Extrait du texte →
****

L'on a peu étudié le rôle de la citation littéraire dans l'histoire de la lexicographie. La plus grande partie de ce qu'on peut lire à ce sujet concerne les dictionnaires monolingues, tels Richelet et Littré du côté du français et Johnson du côté anglais.[1] T.R. Wooldridge (1977, 1992, 1993) a entrepris d'étudier les dictionnaires monolingues et bilingues d'une époque plus ancienne, ceux de la tradition de Robert Estienne. John Palsgrave précéda cependant Estienne et fut donc davantage pionnier dans ce domaine. Néanmoins, son influence sur la lexicographie postérieure fut limitée, étant donné la diffusion restreinte de sa grammaire-dictionnaire.
Nous savons malheureusement peu de la méthode citationnelle de Palsgrave et nous ne disposons pas des volumes de sa bibliothèque.[2] J'ai dû alors avoir recours à différentes éditions des ouvrages qu'il cite, en me servant de trois méthodes de repérage: 1) les références textuelles plus ou moins précises données dans Lesclarcissement, 2) la lecture attentive de certaines oeuvres relativement brèves, 3) l'interrogation sur ordinateur de quelques oeuvres importantes.
Palsgrave ne s'attendait pas apparemment à ce que ses lecteurs pussent vouloir contrôler les citations dans le texte. Ceci ressort de l'inégalité des références, allant de l'absence de toute référence à la précision numérique ou thématique du livre et du chapitre, en passant par la seule mention du nom de l'auteur. J'ai employé la méthode de la lecture attentive des oeuvres d'Alain Chartier et d'Octavien de Saint-Gelais pour localiser plusieurs passages très vaguement référencés chez Palsgrave. Méthode la moins exacte et la plus ennuyeuse des trois, bien qu'étant la seule possible jusqu'à assez récemment, elle aurait été peu pratique dans le cas des 800 pages des Illustrations de Gaule et singularitez de Troye de Jean Lemaire de Belges, ou pour les plus de 21.000 strophes du Roman de la Rose. Cependant, ce genre de problème a été en partie résolu par la possibilité qu'a maintenant le chercheur de se servir de logiciels de lecture optique et de recherche de données textuelles très sophistiqués. Grâce à ces techniques, j'ai pu localiser dans les Illustrations un nombre important de citations non ou vaguement référencées par Palsgrave.
Mon corpus d'étude comprend actuellement plus de 200 citations tirées pour la plupart de Lemaire ou de Chartier, quelques-unes venant d'Octavien de Saint-Gelais ou du Roman de la Rose. Dans beaucoup de cas j'ai trouvé des divergences considérables entre l'original et la version qu'en donne Palsgrave. Je considère qu'il s'agit d'une adaptation consciente de sa part, et qu'il cherchait ainsi la concision et la simplicité caractéristiques de la lexicographie postérieure. L'objet de cette communication sera d'abord de démontrer que Palsgrave se servit de plusieurs outils pour la modification des citations, et ensuite de contribuer au développement d'une terminologie nécessaire à l'étude de ce phénomène.[3] Mes exemples seront tirés de Lesclarcissement de Palsgrave et des Illustrations de Jean Lemaire de Belges, et seront précédés respectivement de "P:" et de "L:".

****

Liste des données →
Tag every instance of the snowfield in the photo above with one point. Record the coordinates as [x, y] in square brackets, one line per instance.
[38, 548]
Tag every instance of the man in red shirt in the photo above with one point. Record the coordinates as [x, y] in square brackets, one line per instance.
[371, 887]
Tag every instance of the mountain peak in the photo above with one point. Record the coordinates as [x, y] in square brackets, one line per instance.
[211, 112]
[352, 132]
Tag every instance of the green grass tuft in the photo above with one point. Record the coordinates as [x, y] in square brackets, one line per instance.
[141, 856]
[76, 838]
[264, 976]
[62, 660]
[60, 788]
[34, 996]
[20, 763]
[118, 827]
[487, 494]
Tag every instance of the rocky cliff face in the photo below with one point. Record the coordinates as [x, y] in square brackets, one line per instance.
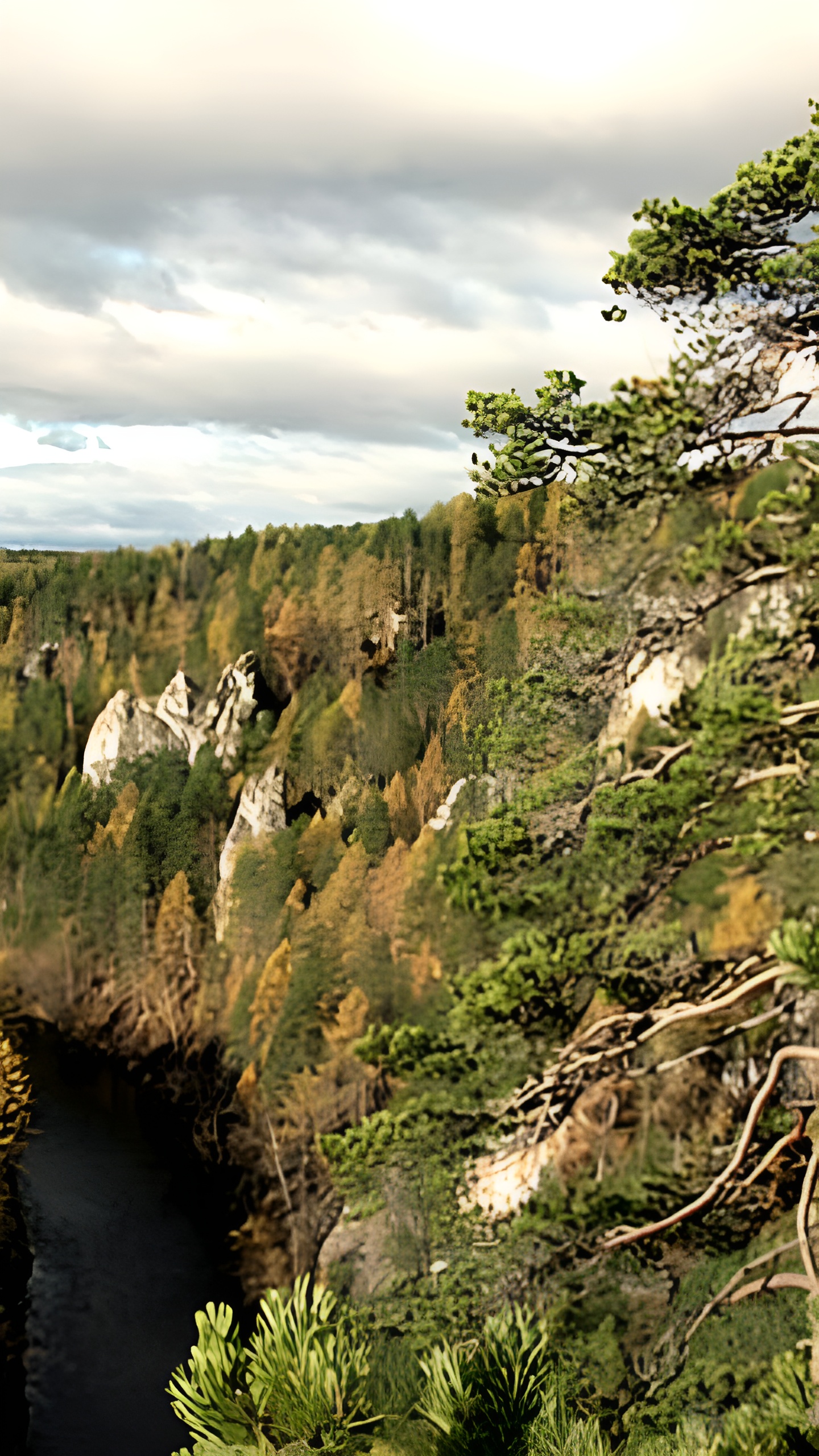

****

Consigne de l'exercice →
Réécrivez le passage du texte sur les citations chez Palsgrave qui commence aux mots « L'on a peu étudié » et se termine après « de sa grammaire-dictionnaire. », en mettant « lexicologie » à la place de « lexicographie ». Appuyez-vous uniquement sur le texte pour répondre.

Réponse complète →
L'on a peu étudié le rôle de la citation littéraire dans l'histoire de la lexicologie. La plus grande partie de ce qu'on peut lire à ce sujet concerne les dictionnaires monolingues, tels Richelet et Littré du côté du français et Johnson du côté anglais.[1] T.R. Wooldridge (1977, 1992, 1993) a entrepris d'étudier les dictionnaires monolingues et bilingues d'une époque plus ancienne, ceux de la tradition de Robert Estienne. John Palsgrave précéda cependant Estienne et fut donc davantage pionnier dans ce domaine. Néanmoins, son influence sur la lexicologie postérieure fut limitée, étant donné la diffusion restreinte de sa grammaire-dictionnaire.